**Direction:**
Copy the lines below word for word, starting from the line containing "Reviewer note: every instance of the blue" and continuing through the end of the items, both ends included.

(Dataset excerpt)
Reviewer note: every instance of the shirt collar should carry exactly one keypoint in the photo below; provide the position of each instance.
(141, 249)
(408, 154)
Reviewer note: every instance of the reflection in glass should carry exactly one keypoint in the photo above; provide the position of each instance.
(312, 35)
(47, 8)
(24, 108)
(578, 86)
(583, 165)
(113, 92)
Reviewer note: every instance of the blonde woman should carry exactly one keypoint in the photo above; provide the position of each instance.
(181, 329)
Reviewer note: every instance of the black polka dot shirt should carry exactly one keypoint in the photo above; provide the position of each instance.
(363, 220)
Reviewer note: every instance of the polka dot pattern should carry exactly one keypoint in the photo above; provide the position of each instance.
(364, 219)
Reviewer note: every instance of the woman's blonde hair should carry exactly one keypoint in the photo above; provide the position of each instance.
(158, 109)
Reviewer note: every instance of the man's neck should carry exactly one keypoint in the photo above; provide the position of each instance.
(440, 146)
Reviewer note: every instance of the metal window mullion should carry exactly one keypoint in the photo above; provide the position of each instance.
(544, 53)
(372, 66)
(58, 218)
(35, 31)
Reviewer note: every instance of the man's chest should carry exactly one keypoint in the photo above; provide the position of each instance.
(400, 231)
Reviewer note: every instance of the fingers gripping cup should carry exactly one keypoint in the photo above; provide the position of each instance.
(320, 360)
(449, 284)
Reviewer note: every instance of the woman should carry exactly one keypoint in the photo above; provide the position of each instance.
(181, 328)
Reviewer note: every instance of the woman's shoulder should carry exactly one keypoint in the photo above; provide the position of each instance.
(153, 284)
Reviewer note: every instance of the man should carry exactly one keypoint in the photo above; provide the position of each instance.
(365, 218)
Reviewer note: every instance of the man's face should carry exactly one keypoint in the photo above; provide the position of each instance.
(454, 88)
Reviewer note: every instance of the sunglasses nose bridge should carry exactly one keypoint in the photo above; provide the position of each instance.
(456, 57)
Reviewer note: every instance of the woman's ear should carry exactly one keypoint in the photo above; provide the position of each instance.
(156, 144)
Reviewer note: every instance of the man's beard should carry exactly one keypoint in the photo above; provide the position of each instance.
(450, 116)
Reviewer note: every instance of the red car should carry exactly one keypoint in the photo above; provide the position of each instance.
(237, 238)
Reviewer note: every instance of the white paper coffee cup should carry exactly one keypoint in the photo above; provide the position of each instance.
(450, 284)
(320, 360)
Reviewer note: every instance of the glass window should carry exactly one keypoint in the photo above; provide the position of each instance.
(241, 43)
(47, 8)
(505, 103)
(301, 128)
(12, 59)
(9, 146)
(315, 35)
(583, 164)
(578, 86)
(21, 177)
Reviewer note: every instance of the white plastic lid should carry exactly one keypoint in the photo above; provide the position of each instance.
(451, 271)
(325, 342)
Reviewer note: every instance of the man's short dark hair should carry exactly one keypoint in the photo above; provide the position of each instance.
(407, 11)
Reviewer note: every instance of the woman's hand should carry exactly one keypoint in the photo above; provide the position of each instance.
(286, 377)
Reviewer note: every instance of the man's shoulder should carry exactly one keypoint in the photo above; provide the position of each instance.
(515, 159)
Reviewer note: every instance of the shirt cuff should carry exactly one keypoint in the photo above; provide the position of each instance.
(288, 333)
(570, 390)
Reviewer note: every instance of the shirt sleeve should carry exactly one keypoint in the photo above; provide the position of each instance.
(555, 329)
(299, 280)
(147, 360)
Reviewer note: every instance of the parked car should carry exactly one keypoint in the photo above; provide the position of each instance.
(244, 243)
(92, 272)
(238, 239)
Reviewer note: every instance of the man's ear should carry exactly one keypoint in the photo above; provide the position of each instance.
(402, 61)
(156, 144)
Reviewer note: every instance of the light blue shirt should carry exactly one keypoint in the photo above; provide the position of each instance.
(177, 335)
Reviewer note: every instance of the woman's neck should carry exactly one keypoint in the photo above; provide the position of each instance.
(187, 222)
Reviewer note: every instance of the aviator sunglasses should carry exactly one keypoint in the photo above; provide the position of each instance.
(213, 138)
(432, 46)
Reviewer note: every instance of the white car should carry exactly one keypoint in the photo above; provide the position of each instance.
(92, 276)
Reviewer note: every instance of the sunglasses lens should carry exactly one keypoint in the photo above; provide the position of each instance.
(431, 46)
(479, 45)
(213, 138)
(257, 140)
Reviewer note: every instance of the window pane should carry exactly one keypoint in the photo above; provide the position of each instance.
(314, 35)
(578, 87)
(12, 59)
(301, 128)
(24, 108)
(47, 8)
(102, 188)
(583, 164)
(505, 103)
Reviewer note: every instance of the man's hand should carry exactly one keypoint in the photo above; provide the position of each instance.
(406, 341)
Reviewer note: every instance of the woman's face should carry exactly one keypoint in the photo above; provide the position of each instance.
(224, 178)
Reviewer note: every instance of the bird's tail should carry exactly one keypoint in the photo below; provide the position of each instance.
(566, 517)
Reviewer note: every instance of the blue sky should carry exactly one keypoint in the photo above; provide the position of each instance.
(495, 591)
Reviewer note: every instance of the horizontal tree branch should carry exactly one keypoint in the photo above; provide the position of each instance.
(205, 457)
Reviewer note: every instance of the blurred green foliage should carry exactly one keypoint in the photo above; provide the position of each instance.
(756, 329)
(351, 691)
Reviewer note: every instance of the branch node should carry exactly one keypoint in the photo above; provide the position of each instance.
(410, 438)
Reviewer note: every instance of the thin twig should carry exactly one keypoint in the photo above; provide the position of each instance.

**Expected answer:**
Reviewer note: every instance of the blue sky should carry exactly one keypoint in the photo above; provide the position of each instance.
(495, 591)
Reviewer note: every instance of the horizontal tree branch should carry exactly one keypoint in the photo above; provide the position of each instance.
(205, 457)
Reviewer note: every instance of the blurred green foliage should carry exactly one keypoint in the photo above; provide the position of each instance.
(756, 329)
(351, 691)
Reviewer note: every instance of the branch node should carry exactly one keypoint in the photo above; provide the position of each instance.
(410, 438)
Reviewer note: every instance of the thin twig should carry exactly one keypoint in the photo above; provide the position of each instance.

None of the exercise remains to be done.